* Enunciado do exercício
Redimensione o material da linha que contém "Given the photograph above, point out the utility" até o fim, inclusive, reproduzindo todas essas linhas, sem omitir nenhuma, com cada coordenada de ponto das respostas multiplicada por 0,4 e arredondada para o inteiro mais próximo (metades para cima). Os números dos modelos de formato ficam como estão, e as imagens devem ficar de fora.

* Registros salvos

··········

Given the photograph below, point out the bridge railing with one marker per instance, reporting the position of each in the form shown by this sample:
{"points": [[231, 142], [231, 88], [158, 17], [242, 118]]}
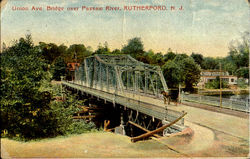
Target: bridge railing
{"points": [[140, 106], [239, 105]]}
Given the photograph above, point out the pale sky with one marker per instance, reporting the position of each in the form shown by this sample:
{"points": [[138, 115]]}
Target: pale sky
{"points": [[204, 26]]}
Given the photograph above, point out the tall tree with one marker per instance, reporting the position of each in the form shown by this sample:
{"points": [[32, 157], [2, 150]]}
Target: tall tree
{"points": [[198, 58], [134, 47]]}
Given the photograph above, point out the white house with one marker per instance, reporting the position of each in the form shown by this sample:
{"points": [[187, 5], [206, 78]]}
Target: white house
{"points": [[210, 75]]}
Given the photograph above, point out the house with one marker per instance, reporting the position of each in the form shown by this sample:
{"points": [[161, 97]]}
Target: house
{"points": [[210, 75]]}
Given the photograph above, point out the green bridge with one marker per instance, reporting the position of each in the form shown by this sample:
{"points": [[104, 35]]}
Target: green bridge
{"points": [[120, 79]]}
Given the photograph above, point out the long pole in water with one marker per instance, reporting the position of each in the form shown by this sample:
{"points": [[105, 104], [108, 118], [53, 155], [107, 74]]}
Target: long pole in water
{"points": [[220, 88]]}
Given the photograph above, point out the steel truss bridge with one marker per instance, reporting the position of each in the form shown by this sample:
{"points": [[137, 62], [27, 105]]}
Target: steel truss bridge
{"points": [[120, 79]]}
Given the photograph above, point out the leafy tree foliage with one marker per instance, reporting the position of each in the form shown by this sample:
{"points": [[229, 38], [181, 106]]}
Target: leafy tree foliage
{"points": [[182, 69], [51, 51], [239, 51], [59, 69], [76, 53], [172, 73], [103, 49], [210, 63], [243, 72], [198, 58], [27, 108], [191, 73], [134, 47]]}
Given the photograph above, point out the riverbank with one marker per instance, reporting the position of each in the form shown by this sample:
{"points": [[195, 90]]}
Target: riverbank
{"points": [[210, 92], [214, 134]]}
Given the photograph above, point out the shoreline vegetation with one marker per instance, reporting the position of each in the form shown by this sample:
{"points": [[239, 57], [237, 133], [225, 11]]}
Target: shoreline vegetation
{"points": [[28, 108]]}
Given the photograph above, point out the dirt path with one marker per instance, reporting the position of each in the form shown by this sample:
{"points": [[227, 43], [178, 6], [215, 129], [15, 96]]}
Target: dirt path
{"points": [[102, 145]]}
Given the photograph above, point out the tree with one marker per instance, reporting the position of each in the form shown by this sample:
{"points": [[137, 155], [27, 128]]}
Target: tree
{"points": [[210, 63], [169, 55], [23, 74], [59, 69], [172, 73], [181, 70], [76, 53], [134, 47], [191, 73], [198, 58], [27, 108], [239, 51], [51, 51], [243, 72], [103, 49]]}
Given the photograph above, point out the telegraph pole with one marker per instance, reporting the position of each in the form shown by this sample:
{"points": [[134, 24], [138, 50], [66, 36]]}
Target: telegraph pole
{"points": [[220, 88]]}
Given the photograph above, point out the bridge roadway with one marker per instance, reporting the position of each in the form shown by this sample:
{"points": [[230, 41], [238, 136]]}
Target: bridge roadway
{"points": [[145, 104]]}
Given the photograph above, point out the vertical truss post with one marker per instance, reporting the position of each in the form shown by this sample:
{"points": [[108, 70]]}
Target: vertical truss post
{"points": [[146, 81], [101, 79], [152, 82], [162, 80], [127, 80], [86, 73], [107, 81], [156, 85], [119, 80]]}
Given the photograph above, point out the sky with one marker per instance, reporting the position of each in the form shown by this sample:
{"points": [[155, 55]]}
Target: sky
{"points": [[203, 26]]}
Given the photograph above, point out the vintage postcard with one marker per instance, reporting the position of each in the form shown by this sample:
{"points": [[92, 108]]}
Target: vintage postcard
{"points": [[125, 78]]}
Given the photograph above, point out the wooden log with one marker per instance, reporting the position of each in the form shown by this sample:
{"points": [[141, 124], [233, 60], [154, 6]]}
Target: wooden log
{"points": [[148, 134], [84, 117], [158, 136], [170, 147], [106, 124]]}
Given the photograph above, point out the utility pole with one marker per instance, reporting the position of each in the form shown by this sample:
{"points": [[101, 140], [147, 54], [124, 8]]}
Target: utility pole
{"points": [[220, 87]]}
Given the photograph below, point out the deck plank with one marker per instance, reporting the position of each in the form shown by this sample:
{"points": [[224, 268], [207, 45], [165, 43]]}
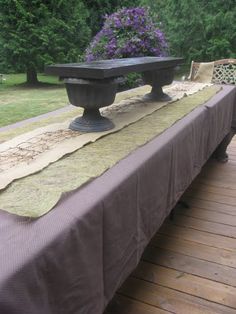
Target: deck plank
{"points": [[190, 264]]}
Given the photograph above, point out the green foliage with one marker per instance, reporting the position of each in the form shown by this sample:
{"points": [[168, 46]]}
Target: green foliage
{"points": [[197, 29], [37, 32]]}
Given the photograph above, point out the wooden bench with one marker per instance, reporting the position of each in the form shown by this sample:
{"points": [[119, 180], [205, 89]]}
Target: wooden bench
{"points": [[93, 85]]}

··········

* Resultado
Given the photograph above, point out the utility pole with one marker per instance, reporting the position of each in the form shown by this sample:
{"points": [[101, 140], [147, 54], [124, 8]]}
Target: utility pole
{"points": [[88, 35]]}
Given the photograph below, point out the deck plank with one marker per instance, reporting the position of each in the form shown by this sample:
{"points": [[224, 268], [207, 45], [165, 43]]}
Target: deck plank
{"points": [[76, 106]]}
Given the photograph above, point out the green foliage with one marker per instance, reporting the position of each in the form shown by this sample:
{"points": [[168, 46]]}
Target: green foliage
{"points": [[79, 12], [15, 13]]}
Given the photograph above, point out the wooden bench with one marker per instance, reporting the position of each in the form shown by this sample:
{"points": [[119, 180], [205, 89]]}
Target: wooden bench
{"points": [[37, 34]]}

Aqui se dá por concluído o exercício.